** Task details **
Render every line of the items below as a JSON list of strings, one string per line, with blank lines omitted. Leave the pictures out of the list.

** Entries provided **
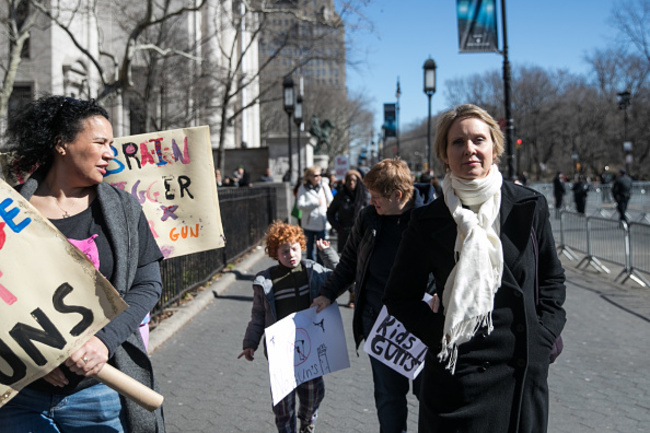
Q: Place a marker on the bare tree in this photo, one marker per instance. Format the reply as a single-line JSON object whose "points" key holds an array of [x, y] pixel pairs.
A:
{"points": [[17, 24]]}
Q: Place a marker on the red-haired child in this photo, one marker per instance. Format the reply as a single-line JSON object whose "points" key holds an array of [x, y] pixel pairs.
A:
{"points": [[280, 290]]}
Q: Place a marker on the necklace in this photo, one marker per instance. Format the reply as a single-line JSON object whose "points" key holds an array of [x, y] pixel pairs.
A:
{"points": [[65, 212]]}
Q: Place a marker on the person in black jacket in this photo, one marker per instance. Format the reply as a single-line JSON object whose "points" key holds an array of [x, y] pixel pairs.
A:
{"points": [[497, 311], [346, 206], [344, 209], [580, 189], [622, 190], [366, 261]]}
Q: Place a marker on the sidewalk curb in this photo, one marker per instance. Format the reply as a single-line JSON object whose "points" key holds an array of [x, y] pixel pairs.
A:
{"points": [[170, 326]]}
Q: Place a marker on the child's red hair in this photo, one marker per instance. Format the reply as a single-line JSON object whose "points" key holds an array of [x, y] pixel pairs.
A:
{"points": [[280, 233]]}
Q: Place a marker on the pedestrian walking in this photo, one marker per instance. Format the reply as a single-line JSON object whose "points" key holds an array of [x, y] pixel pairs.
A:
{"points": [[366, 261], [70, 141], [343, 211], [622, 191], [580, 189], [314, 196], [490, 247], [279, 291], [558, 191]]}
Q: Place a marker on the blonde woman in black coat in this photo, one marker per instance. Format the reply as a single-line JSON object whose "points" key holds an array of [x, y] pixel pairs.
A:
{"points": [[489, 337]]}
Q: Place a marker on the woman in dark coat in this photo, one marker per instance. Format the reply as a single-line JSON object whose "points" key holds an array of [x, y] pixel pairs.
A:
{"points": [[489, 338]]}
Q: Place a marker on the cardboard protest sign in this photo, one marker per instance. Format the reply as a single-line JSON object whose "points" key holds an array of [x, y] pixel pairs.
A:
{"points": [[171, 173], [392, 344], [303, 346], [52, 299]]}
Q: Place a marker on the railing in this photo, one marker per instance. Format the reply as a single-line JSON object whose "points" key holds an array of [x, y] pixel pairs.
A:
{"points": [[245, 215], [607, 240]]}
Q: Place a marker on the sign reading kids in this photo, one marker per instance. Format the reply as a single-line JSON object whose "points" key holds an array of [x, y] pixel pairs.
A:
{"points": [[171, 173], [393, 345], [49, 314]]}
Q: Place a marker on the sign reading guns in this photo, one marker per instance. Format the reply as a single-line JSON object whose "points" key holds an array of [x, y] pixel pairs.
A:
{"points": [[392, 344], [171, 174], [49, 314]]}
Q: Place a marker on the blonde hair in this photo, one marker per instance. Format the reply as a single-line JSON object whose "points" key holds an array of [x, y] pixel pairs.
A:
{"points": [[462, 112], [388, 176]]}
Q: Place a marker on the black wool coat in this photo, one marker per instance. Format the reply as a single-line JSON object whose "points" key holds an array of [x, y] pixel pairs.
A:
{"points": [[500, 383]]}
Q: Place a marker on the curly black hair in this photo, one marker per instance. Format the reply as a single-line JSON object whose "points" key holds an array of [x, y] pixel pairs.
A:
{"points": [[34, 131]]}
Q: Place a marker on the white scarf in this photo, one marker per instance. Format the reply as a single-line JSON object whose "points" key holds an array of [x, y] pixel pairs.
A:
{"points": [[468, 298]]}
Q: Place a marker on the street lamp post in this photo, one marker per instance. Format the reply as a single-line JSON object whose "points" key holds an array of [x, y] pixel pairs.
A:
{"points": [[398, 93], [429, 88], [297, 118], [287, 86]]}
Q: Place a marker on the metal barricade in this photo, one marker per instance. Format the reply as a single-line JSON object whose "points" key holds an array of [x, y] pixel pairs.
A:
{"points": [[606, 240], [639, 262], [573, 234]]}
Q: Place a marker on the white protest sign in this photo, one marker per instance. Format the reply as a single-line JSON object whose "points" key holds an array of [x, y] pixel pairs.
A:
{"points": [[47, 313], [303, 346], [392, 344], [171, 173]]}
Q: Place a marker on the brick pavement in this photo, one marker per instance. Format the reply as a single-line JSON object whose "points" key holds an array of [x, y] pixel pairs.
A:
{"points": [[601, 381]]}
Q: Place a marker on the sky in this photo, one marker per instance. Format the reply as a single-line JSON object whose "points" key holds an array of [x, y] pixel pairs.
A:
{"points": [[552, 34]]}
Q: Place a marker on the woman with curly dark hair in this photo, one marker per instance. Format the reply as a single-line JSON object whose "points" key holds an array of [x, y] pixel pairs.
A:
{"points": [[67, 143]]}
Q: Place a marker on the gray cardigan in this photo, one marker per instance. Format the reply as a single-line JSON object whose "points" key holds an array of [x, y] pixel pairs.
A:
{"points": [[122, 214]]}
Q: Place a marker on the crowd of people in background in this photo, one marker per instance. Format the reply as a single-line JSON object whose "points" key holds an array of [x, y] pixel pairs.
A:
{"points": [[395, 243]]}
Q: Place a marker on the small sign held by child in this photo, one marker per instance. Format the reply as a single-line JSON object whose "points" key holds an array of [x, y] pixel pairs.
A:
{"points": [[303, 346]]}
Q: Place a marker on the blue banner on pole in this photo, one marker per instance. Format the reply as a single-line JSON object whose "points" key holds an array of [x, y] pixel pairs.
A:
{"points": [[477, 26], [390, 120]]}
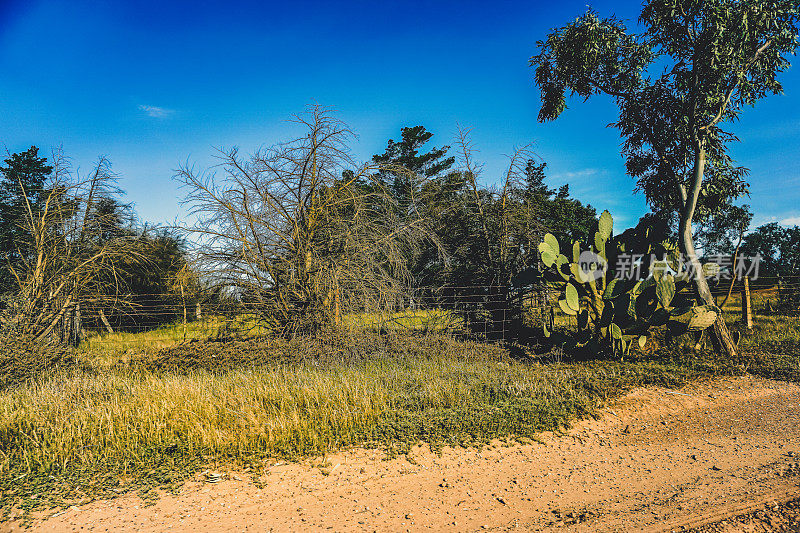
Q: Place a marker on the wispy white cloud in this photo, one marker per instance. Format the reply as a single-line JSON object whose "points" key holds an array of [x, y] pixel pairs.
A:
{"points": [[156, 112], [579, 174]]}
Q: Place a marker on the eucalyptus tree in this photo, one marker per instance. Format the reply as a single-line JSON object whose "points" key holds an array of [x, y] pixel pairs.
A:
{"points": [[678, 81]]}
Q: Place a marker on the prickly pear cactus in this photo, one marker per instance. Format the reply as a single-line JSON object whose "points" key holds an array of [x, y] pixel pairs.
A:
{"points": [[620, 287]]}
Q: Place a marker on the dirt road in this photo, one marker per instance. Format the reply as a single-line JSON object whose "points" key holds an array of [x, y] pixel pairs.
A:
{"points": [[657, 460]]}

** Solution to the exercise **
[
  "Q: Place a marker on the bare tree in this photo, one marker per instance. Format the reply as a single-line JSON object whose \"points\" key holds an array of [x, y] pixel pairs.",
  "A:",
  "{\"points\": [[17, 24]]}",
  "Q: Place a marker on the red-haired child in this photo, one marker per instance. Format the reply as a single-line JSON object whose \"points\" key holds an array of [x, y] pixel pairs.",
  "A:",
  "{\"points\": [[280, 290]]}",
  "Q: Place a marker on the necklace in this photo, one marker per instance. Format the reply as a single-line JSON object whose \"points\" key holds an array of [x, y] pixel pairs.",
  "A:",
  "{\"points\": [[65, 212]]}",
  "Q: Place a marker on the person in black jacket in this photo, one marker per instance. Format the reply as a single-line JSON object whose \"points\" key holds an array of [x, y] pixel pairs.",
  "A:",
  "{\"points\": [[497, 311], [346, 206], [344, 209], [580, 189], [622, 190], [366, 261]]}",
  "Q: Place a marker on the sidewalk curb in this photo, one marker per instance. Format the reply as a single-line JSON object whose \"points\" key holds an array of [x, y] pixel pairs.",
  "A:",
  "{\"points\": [[170, 326]]}",
  "Q: Place a marker on the child's red hair in this photo, one marker per instance. Format the reply as a single-line JSON object whose \"points\" key holds an array of [x, y] pixel pairs.",
  "A:",
  "{\"points\": [[280, 233]]}",
  "Q: Place a marker on the pedestrian walking in this photo, one marker per instance. Format the reply as a single-line JSON object whose \"points\" key holds an array of [x, y] pixel pairs.",
  "A:",
  "{\"points\": [[366, 261], [70, 141], [343, 211], [622, 191], [580, 189], [314, 196], [490, 247], [279, 291], [558, 191]]}",
  "Q: Place a marker on the blonde woman in black coat in this photo, one marker per instance. Format the reply as a single-line JSON object whose \"points\" key holds an array of [x, y] pixel pairs.",
  "A:",
  "{\"points\": [[489, 337]]}",
  "Q: Place a marker on the woman in dark coat in this photo, one marker per instance. Format the reply as a single-line JSON object whose \"points\" key holds an array of [x, y] pixel pairs.",
  "A:",
  "{\"points\": [[489, 338]]}",
  "Q: Place a marker on the cardboard protest sign in this photo, one marker per instance. Format the reply as a single-line JSON object whose \"points\" key holds an array of [x, y] pixel pairs.",
  "A:",
  "{\"points\": [[171, 173], [392, 344], [303, 346], [52, 299]]}",
  "Q: Place a marker on the railing in this photo, one marker per instance. Format the reply as a single-line JSON object whose \"points\" key holds an array of [x, y] pixel pairs.",
  "A:",
  "{\"points\": [[245, 215], [607, 240]]}",
  "Q: Place a marker on the sign reading kids in this photo, one marker per instance. Format the reply as a single-line JSON object whose \"points\" key holds an array of [x, y] pixel pairs.",
  "A:",
  "{\"points\": [[171, 173], [393, 345], [49, 314]]}",
  "Q: Place a marker on the sign reading guns in this photo, one marker per instance. Format the reply as a single-line JSON object whose \"points\" key holds an array of [x, y] pixel pairs.",
  "A:",
  "{\"points\": [[392, 344], [171, 174], [49, 314]]}",
  "Q: Place a marker on the blonde hair in this photo, one marker per instance. Format the reply as a single-line JSON object whose \"points\" key holds an array of [x, y] pixel pairs.",
  "A:",
  "{\"points\": [[462, 112], [388, 176]]}",
  "Q: Place a marker on the black wool coat in this photo, one marker per instance. Format the reply as a single-line JSON object whose \"points\" key holds an array of [x, y] pixel pairs.",
  "A:",
  "{\"points\": [[500, 383]]}",
  "Q: Place a marker on the curly black hair in this photo, one marker per instance. Format the reply as a single-line JSON object whose \"points\" key holds an array of [x, y] pixel pairs.",
  "A:",
  "{\"points\": [[34, 131]]}",
  "Q: Place a marker on the white scarf in this photo, one marker per instance. Format the reply as a single-line JSON object whose \"points\" key holds an array of [x, y] pixel pairs.",
  "A:",
  "{\"points\": [[468, 298]]}",
  "Q: Place a marker on the street lamp post in this photo, one marker per instance. Format the reply as a single-line JSON object whose \"points\" key holds an array of [x, y] pixel pairs.",
  "A:",
  "{\"points\": [[398, 93], [429, 88], [297, 118], [287, 86]]}",
  "Q: Place a marker on the metal barricade in this photo, one marker per instance. Format the reply as a single-line JSON object whose \"points\" key holds an array of [x, y] pixel pairs.",
  "A:",
  "{\"points\": [[606, 240], [639, 262], [573, 234]]}",
  "Q: Place a marker on the white protest sign in this photo, one marker per instance. Format the reply as a single-line JSON object whose \"points\" key holds an array of [x, y] pixel pairs.",
  "A:",
  "{\"points\": [[47, 313], [303, 346], [392, 344], [171, 173]]}",
  "Q: Place a marker on the brick pavement in this photo, one marker per instance. Format the reply as a single-line JSON object whose \"points\" key holds an array of [x, y] pixel pairs.",
  "A:",
  "{\"points\": [[601, 381]]}",
  "Q: Place a marker on the sky in this photo, one marker per instance. Format the reply as a single-line JSON object whose \"points\" key holds an array of [x, y] pixel pairs.",
  "A:",
  "{\"points\": [[552, 34]]}",
  "Q: Place a marker on the woman with curly dark hair in this photo, one marker per instance. Format the reply as a single-line JSON object whose \"points\" key holds an array of [x, y] pixel pairs.",
  "A:",
  "{\"points\": [[67, 143]]}",
  "Q: Place a marker on the gray cardigan in this photo, one marker per instance. Format the reply as a single-line JSON object whose \"points\" key holds an array of [x, y] pixel pairs.",
  "A:",
  "{\"points\": [[122, 214]]}",
  "Q: Place a marker on the crowd of people in background in this photo, one marker per instance. Format the reply as a single-line JSON object whose \"points\" key holds an array of [x, y] pixel pairs.",
  "A:",
  "{\"points\": [[395, 243]]}",
  "Q: Place a marker on the small sign held by child in this photo, one marker per instance. Format the reply as a single-line JSON object whose \"points\" key holds an array of [x, y] pixel pairs.",
  "A:",
  "{\"points\": [[303, 346]]}",
  "Q: Place a marker on the blue banner on pole in this photo, one marker per instance. Format the reply as a single-line JSON object whose \"points\" key holds an array of [x, y] pixel pairs.",
  "A:",
  "{\"points\": [[477, 26], [390, 120]]}",
  "Q: Place a marker on the wispy white cloud in this photo, one marker per instance. Format the reply as a single-line JSON object whose \"points\" key holds an array of [x, y] pixel pairs.",
  "A:",
  "{\"points\": [[156, 112], [579, 174]]}",
  "Q: Place a marker on the eucalyptus tree in this photo, one marker per instance. Format the reply as a single-line JSON object whose \"points\" key holds an array of [x, y] pixel pairs.",
  "A:",
  "{\"points\": [[678, 81]]}",
  "Q: Place a marker on the prickly pear cactus in this photo, one marker per instance. Format the reply as a single-line JSON object whose \"points\" key holds an array of [x, y] pixel pairs.",
  "A:",
  "{\"points\": [[620, 287]]}",
  "Q: Place a marker on the dirt road in this photo, one marker per instance. Format the reply as a single-line JSON object whose \"points\" key holds an array of [x, y] pixel pairs.",
  "A:",
  "{\"points\": [[657, 460]]}"
]